Render every line of the data below as a JSON list of strings, one string per line, skipping any blank lines.

Records:
+ + +

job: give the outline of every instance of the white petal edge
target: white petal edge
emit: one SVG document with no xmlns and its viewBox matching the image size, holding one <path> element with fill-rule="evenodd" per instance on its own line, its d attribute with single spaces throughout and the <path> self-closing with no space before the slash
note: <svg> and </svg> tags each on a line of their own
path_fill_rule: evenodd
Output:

+ + +

◆ **TASK OUTPUT**
[
  "job: give the outline of every instance of the white petal edge",
  "target: white petal edge",
  "emit: one SVG document with no xmlns and its viewBox matching the image size, holding one <path> element with fill-rule=\"evenodd\" per instance on its own line, its d attribute with single spaces throughout and the <path> self-closing with no space before the slash",
  "note: <svg> and </svg> tags each on a line of their own",
  "path_fill_rule: evenodd",
  "Output:"
]